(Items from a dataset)
§

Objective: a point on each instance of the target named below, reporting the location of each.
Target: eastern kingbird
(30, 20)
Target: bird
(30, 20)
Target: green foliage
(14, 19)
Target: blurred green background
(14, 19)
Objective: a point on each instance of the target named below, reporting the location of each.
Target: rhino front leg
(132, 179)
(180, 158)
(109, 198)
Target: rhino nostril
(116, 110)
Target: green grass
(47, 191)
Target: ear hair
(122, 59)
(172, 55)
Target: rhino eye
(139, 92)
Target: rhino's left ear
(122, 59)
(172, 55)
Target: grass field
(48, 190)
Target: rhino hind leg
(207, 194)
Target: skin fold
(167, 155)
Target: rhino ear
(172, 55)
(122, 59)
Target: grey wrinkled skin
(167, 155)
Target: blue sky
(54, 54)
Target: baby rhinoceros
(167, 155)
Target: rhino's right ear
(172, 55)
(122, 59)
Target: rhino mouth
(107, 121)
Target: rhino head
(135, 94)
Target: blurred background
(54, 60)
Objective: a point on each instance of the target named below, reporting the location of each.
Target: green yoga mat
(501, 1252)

§

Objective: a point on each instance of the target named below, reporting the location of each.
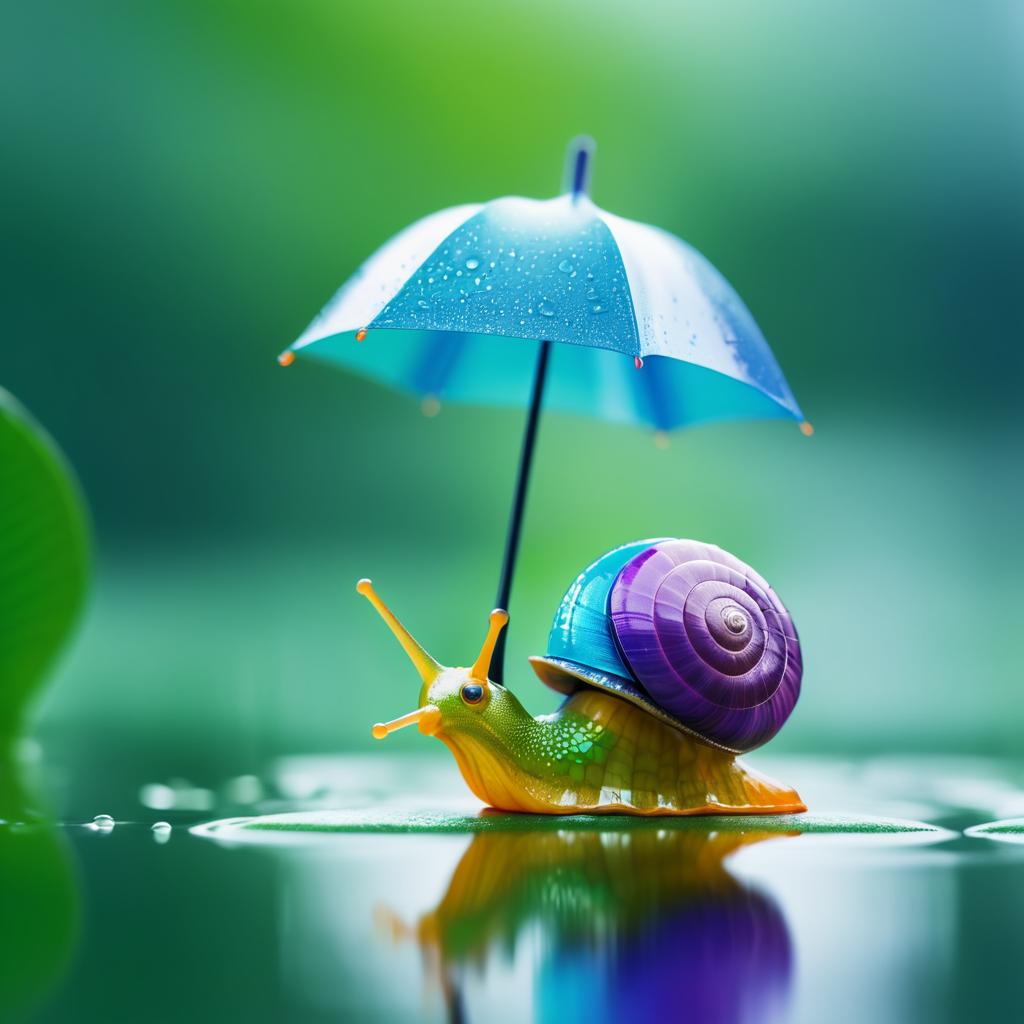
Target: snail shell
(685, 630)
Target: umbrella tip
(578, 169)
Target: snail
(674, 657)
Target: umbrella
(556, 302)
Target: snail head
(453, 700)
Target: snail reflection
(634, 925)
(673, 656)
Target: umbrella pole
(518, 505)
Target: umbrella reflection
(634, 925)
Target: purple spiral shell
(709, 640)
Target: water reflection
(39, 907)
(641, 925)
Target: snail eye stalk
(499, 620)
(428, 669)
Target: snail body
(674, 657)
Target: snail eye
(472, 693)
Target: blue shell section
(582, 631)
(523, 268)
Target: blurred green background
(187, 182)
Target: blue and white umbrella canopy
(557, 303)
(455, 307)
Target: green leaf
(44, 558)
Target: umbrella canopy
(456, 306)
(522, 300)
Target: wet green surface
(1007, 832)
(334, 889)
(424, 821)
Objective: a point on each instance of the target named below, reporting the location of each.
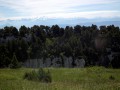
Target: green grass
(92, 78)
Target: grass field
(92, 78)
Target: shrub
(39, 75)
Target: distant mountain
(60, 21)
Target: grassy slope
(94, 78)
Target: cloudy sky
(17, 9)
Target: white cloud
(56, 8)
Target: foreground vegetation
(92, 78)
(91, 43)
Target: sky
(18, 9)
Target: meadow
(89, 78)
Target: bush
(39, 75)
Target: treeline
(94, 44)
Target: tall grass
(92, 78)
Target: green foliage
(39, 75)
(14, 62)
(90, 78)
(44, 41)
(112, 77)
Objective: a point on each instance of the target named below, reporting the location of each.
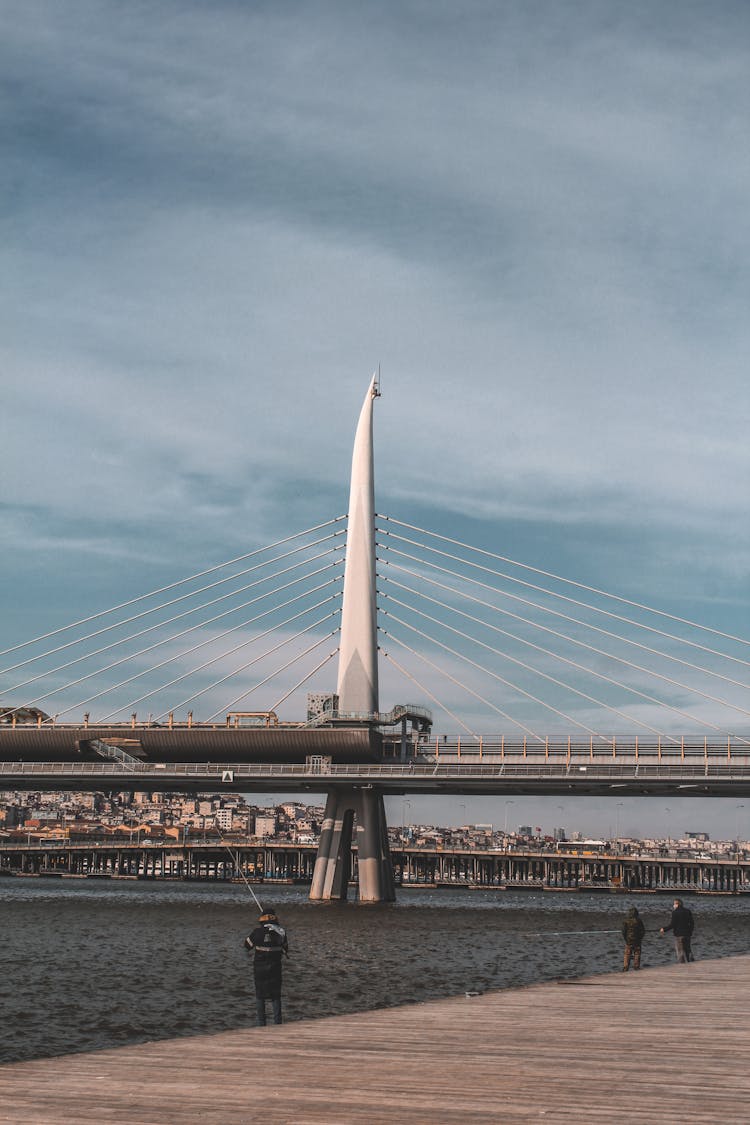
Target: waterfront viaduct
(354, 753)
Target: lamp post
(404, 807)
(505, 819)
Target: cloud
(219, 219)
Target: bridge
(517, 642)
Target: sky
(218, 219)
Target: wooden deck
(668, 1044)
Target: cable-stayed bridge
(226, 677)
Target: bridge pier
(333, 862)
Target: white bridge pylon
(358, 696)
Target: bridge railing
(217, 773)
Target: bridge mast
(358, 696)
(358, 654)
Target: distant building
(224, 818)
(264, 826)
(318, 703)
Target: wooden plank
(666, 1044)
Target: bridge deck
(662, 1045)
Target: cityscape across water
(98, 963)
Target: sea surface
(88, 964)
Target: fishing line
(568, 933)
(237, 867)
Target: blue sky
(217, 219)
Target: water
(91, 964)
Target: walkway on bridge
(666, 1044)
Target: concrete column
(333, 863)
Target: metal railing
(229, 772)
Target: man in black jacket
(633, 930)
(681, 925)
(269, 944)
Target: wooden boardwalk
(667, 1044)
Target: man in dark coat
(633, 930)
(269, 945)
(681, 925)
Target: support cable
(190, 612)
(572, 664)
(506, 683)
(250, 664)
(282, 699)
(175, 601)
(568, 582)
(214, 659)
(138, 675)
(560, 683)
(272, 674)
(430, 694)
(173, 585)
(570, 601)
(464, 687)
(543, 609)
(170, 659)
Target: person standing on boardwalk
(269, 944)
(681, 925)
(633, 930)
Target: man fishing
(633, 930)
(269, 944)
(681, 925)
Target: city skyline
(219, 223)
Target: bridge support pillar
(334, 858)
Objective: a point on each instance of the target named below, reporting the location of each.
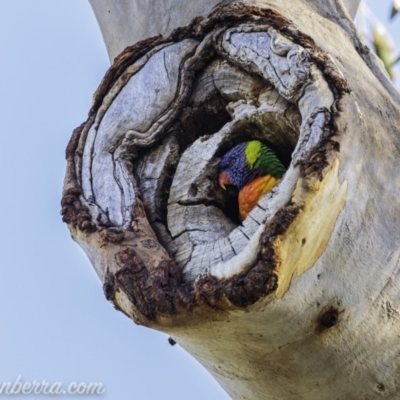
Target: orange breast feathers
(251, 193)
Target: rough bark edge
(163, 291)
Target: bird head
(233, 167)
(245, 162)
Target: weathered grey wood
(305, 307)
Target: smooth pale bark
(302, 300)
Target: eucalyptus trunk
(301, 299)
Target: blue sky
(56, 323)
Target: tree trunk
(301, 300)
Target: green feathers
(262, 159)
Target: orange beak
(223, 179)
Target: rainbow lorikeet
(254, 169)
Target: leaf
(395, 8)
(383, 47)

§

INSTRUCTIONS TO FOLLOW ▸ Give the number of lines in the data that contain the string "cable", matching case exactly. Reply with the number alone.

WORKED SOLUTION ▸ 2